### Krótkie zadanie 1:
Powtórz dokładnie te wiersze rekordów, od wiersza z „Target: front wheel arch” do wiersza z „x=710, y=101” włącznie.
::: Dostarczony tekst
Raj all inclusive z kolejną atrakcją. Ten pociąg będzie turystycznym hitem

Dodano:
Pociąg Lézard Rouge w Tunezji Źródło: Shutterstock / SSKH-Pictures
Po ośmiu latach na tory znów wyjedzie „Czerwona Jaszczurka”. Ten pociąg to kultowa atrakcja uwielbianej przez Polaków Tunezji.

Pociąg Lézard Rouge, czyli „Czerwona Jaszczurka” to jedna z największych, zapomnianych atrakcji Tunezji. Ostatni raz na tory czerwony skład wyjechał osiem lat temu. Niestety, ulewne deszcze zniszczyły wówczas infrastrukturę, która została naprawiona dopiero tej wiosny. Teraz turyści i mieszkańcy mogą zarezerwować przejazd przez pustynię za równowartość około 10 euro – w tej samej cenie do dyspozycji mają zarówno trzecią klasę, jak i wagon „królewski”.
::::::
### Krótkie zadanie 2:
Odtwórz wiernie fragment tekstu o pociągu w Tunezji od słów „Raj all inclusive” do słów „przez Polaków Tunezji.” włącznie.
::: Dostarczone dane
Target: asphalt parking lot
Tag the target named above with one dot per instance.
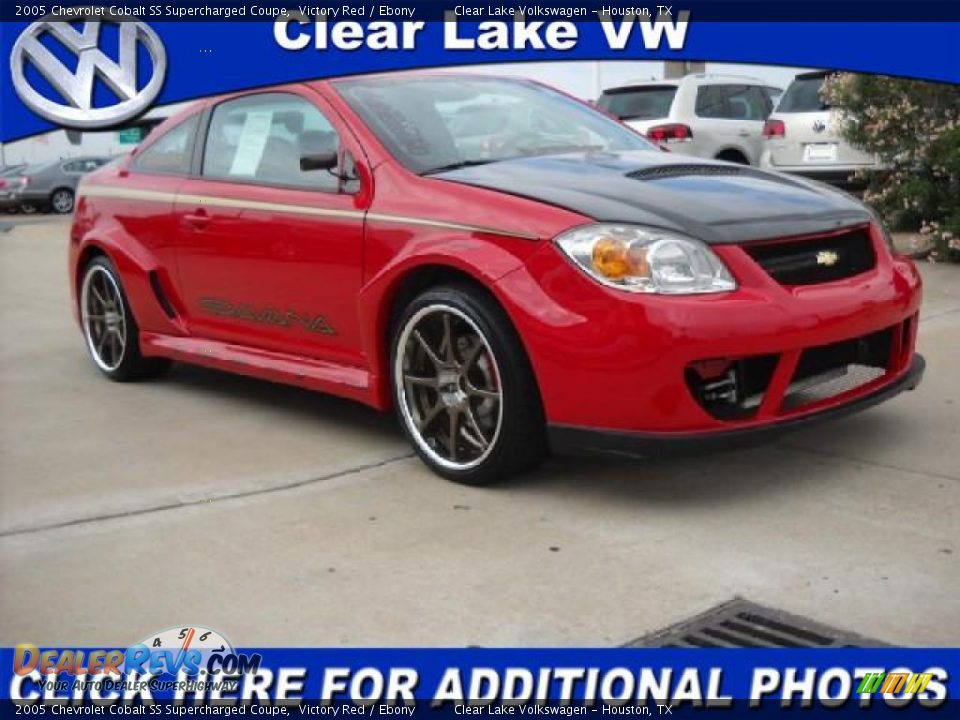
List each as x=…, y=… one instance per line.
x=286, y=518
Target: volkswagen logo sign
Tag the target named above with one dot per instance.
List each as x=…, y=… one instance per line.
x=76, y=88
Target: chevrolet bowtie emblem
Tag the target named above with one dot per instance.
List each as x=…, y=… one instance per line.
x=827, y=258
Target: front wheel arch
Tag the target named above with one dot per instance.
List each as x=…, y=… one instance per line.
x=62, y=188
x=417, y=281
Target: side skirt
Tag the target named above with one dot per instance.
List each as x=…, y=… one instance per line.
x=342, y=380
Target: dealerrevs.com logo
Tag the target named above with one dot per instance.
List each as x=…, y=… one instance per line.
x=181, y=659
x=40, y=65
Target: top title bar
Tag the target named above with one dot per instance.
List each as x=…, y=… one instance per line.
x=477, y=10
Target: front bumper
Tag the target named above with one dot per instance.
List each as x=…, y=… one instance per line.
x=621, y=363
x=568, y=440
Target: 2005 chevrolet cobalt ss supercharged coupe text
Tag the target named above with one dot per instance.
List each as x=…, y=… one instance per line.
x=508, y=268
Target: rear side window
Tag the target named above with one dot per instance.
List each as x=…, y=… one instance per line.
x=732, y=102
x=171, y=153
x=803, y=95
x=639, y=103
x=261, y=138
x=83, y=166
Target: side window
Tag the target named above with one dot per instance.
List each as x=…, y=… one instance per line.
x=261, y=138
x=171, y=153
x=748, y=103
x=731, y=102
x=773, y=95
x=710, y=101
::::::
::: Dostarczone dane
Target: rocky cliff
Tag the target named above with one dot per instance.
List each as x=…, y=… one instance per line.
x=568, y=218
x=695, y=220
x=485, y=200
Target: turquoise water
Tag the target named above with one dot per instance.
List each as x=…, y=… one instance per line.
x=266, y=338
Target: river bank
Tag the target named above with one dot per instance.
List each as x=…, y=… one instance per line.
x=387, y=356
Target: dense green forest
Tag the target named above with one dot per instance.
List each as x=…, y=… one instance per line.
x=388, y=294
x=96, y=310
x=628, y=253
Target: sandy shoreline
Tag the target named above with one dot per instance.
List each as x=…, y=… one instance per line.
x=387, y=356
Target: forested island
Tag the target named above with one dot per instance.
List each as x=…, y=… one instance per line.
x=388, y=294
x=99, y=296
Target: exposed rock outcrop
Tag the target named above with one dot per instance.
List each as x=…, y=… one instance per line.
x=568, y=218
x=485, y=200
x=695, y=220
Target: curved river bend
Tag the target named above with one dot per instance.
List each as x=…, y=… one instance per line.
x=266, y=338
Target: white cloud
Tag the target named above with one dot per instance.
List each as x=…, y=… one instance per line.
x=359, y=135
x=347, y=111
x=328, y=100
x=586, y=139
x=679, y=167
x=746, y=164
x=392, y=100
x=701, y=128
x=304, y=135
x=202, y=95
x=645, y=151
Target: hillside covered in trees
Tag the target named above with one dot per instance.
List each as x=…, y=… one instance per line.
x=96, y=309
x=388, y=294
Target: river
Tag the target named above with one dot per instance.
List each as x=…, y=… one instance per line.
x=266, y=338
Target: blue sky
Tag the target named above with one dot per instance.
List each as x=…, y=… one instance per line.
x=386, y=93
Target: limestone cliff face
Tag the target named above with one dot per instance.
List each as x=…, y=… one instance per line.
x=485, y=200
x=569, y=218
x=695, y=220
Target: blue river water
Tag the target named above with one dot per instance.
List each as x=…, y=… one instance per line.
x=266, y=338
::::::
::: Dostarczone dane
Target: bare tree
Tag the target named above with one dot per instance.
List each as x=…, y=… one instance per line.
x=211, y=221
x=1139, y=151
::::::
### Oczekiwany wynik 1:
Target: front wheel arch
Tag the target named above with one dot per instance.
List each as x=…, y=… one instance per line.
x=62, y=188
x=417, y=281
Target: side skirt
Tag the target named above with one dot per instance.
List each as x=…, y=… one instance per line.
x=342, y=380
Target: dealerrevs.com logo
Tag the target named above with one dot per instance.
List each as x=…, y=… one instance per line.
x=181, y=659
x=40, y=65
Target: top title bar
Tag the target named above with one dot per instance.
List each as x=…, y=… one instance per line.
x=477, y=10
Target: front bumper
Tag the target named above with one dot per instance.
List each as x=…, y=… one instance per line.
x=621, y=363
x=568, y=440
Target: 2005 chevrolet cobalt ss supercharged coupe text
Tag the target named above with one dot per instance.
List each as x=…, y=… one instance per line.
x=508, y=268
Target: rear side window
Tag the target named above with one dot per instance.
List each as x=…, y=… one instance per line.
x=732, y=102
x=171, y=153
x=803, y=95
x=639, y=103
x=261, y=138
x=83, y=166
Target: side window
Tag the target named above with one dot per instance.
List each as x=…, y=… one instance per line.
x=261, y=138
x=171, y=153
x=748, y=103
x=731, y=102
x=773, y=95
x=710, y=101

### Oczekiwany wynik 2:
Raj all inclusive z kolejną atrakcją. Ten pociąg będzie turystycznym hitem

Dodano:
Pociąg Lézard Rouge w Tunezji Źródło: Shutterstock / SSKH-Pictures
Po ośmiu latach na tory znów wyjedzie „Czerwona Jaszczurka”. Ten pociąg to kultowa atrakcja uwielbianej przez Polaków Tunezji.